__Exercise materials__.
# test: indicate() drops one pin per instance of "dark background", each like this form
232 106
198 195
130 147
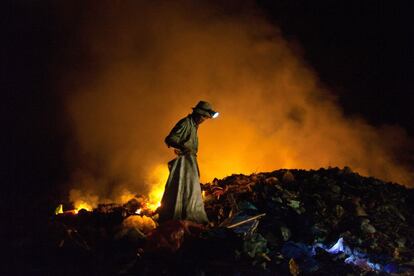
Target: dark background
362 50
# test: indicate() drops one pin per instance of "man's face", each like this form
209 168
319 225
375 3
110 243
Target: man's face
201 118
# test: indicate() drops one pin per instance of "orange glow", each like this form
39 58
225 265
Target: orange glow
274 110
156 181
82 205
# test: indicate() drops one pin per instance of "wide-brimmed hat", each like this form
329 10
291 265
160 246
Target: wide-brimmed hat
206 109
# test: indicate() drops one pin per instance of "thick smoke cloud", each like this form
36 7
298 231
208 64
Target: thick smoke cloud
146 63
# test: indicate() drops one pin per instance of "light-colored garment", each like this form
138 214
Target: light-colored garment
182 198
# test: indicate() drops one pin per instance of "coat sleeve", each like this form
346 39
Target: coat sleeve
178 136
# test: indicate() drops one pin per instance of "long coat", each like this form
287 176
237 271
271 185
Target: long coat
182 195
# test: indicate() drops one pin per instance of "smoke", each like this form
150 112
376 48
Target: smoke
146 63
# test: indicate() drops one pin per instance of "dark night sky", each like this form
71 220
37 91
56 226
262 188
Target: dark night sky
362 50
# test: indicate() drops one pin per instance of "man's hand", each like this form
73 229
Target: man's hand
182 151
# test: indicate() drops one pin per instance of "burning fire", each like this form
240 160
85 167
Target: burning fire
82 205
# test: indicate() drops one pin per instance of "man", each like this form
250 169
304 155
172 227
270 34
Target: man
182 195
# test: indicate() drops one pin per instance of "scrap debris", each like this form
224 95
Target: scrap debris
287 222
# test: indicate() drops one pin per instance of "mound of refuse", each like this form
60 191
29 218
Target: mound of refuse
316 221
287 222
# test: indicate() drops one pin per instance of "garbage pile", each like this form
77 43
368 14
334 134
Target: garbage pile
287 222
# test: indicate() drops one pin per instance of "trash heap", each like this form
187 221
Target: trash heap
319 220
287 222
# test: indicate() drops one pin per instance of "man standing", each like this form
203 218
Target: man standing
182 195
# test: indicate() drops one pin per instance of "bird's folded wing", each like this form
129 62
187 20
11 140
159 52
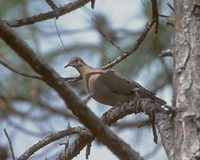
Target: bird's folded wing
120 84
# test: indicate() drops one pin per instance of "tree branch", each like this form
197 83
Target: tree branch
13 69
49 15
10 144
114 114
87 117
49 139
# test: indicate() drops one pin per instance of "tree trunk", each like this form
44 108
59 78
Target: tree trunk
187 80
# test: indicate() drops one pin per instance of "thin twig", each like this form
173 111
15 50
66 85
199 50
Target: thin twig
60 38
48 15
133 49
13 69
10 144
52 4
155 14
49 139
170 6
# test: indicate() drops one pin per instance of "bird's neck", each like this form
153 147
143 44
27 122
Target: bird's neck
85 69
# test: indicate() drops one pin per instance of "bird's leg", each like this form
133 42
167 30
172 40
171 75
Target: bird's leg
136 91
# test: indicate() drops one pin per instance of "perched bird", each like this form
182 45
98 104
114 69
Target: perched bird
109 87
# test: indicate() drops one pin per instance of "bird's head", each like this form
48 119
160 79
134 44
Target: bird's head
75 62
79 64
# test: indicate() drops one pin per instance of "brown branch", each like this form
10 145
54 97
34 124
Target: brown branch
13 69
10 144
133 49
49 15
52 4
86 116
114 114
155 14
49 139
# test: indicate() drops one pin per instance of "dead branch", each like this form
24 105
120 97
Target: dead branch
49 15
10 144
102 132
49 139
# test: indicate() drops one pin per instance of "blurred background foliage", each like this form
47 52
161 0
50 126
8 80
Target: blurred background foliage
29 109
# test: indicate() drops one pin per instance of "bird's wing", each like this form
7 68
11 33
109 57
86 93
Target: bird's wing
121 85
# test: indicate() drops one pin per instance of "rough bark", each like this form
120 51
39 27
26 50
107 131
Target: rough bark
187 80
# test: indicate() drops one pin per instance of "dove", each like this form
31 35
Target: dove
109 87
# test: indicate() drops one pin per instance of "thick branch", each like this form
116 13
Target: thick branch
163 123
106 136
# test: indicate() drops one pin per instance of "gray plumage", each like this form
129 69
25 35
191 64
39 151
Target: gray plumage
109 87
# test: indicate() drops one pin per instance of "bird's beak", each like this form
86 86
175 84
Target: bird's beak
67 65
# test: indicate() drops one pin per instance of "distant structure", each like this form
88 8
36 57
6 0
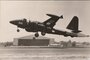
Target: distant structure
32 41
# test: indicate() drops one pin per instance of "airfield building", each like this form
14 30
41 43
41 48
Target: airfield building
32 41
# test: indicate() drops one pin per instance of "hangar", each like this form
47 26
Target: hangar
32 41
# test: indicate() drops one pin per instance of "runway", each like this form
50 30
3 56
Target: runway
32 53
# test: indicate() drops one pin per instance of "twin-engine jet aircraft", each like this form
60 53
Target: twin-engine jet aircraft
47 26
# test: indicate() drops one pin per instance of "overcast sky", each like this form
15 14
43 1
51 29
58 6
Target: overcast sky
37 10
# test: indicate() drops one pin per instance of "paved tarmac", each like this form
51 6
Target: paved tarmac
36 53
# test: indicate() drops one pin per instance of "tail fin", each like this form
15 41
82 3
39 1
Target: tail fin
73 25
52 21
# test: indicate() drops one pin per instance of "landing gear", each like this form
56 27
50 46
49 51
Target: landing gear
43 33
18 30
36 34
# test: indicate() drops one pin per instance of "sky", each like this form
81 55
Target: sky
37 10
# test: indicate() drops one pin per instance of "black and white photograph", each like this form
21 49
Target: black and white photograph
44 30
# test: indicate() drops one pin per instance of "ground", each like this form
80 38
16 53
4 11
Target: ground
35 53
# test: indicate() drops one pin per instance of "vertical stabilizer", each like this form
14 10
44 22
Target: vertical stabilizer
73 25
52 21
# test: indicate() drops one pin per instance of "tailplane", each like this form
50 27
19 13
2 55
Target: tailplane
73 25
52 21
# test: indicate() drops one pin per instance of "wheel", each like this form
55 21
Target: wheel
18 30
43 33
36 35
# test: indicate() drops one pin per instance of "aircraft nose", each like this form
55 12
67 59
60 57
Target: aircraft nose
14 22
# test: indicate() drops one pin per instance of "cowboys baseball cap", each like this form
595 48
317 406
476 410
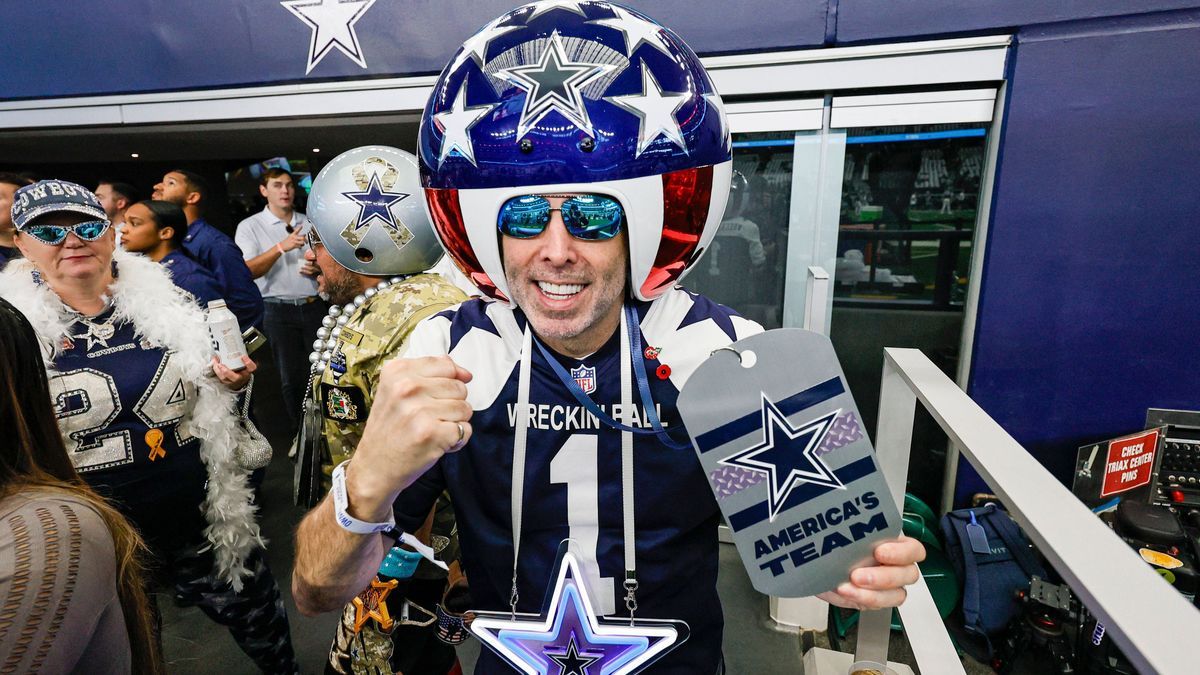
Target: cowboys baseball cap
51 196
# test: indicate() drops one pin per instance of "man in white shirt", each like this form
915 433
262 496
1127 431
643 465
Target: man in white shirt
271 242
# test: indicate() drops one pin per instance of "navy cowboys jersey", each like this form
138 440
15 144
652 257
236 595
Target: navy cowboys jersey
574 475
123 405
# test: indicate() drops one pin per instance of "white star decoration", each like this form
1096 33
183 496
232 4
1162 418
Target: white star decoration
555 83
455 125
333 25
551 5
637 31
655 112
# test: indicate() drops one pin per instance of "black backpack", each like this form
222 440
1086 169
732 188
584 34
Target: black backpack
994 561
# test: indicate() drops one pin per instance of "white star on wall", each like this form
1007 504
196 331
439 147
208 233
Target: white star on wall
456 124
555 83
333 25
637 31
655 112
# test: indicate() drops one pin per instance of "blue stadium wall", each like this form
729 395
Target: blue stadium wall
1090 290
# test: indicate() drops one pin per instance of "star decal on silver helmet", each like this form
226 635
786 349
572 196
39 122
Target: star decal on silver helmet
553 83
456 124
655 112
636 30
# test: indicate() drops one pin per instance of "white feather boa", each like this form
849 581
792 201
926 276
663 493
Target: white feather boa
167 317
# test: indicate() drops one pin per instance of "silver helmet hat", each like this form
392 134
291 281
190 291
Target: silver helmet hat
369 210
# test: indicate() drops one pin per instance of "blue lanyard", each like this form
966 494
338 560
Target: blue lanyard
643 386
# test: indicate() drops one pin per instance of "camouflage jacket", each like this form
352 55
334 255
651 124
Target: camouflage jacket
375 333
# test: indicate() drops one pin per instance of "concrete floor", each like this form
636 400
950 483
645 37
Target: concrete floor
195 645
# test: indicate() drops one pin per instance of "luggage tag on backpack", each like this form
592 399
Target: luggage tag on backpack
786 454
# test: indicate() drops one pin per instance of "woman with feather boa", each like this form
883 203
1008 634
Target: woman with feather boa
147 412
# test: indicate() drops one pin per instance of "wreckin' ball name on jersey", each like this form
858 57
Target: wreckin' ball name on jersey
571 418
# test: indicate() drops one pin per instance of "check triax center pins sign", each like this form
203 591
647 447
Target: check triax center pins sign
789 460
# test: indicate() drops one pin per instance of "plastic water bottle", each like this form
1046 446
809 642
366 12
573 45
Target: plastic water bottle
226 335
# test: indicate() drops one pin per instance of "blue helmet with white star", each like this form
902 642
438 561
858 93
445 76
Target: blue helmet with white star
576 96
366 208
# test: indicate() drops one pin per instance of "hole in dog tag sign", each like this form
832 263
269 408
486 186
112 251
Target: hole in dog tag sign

==

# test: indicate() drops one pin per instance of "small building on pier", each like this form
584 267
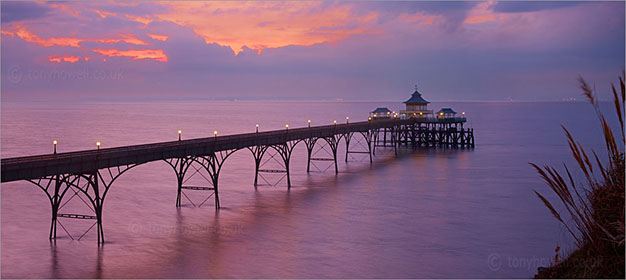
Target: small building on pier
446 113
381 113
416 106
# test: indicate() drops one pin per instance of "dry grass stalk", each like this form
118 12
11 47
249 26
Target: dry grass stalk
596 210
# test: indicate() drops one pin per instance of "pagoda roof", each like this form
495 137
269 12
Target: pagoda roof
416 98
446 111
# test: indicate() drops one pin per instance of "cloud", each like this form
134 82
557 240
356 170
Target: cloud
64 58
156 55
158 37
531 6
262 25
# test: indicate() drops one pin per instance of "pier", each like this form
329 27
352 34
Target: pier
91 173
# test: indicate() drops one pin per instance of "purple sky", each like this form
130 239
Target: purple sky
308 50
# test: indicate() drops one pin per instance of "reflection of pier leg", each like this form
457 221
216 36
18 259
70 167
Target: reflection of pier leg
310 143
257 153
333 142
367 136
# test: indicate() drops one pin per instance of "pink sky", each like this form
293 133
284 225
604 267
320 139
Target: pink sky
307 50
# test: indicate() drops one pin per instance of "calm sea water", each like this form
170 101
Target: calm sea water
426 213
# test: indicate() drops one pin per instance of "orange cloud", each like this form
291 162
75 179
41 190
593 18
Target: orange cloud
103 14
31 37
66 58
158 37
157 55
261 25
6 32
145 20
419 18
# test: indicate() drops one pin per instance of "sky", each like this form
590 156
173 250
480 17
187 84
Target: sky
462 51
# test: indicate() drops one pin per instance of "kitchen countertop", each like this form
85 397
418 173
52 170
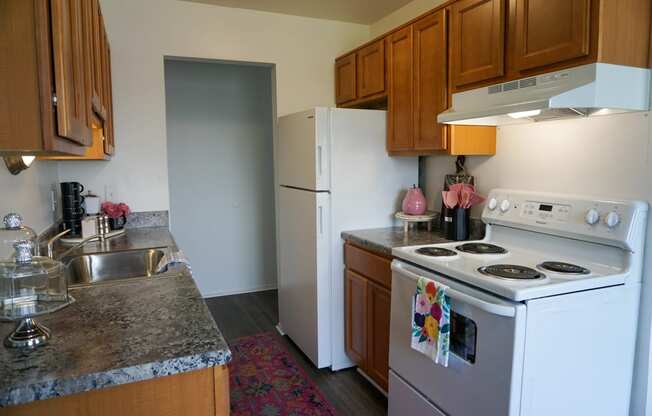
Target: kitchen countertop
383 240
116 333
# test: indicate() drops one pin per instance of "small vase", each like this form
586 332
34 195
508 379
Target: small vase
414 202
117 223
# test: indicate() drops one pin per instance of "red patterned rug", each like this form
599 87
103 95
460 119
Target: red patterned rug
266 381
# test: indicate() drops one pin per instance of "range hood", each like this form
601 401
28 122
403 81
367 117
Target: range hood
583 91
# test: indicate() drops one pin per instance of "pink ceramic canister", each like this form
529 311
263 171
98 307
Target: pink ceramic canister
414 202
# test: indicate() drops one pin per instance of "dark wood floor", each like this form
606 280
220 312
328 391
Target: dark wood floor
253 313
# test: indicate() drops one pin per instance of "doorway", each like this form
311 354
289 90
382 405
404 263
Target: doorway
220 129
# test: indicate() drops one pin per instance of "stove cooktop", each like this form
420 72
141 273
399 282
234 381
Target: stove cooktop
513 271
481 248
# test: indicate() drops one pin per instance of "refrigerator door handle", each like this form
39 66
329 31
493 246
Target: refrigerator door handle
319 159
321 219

__Exercise directions__.
Which lines of the records contain the word "head"? Extract each one in full.

__Response to this exercise__.
# test: indicate() drops one pin per instance of "bird's head", each like this form
Target: bird's head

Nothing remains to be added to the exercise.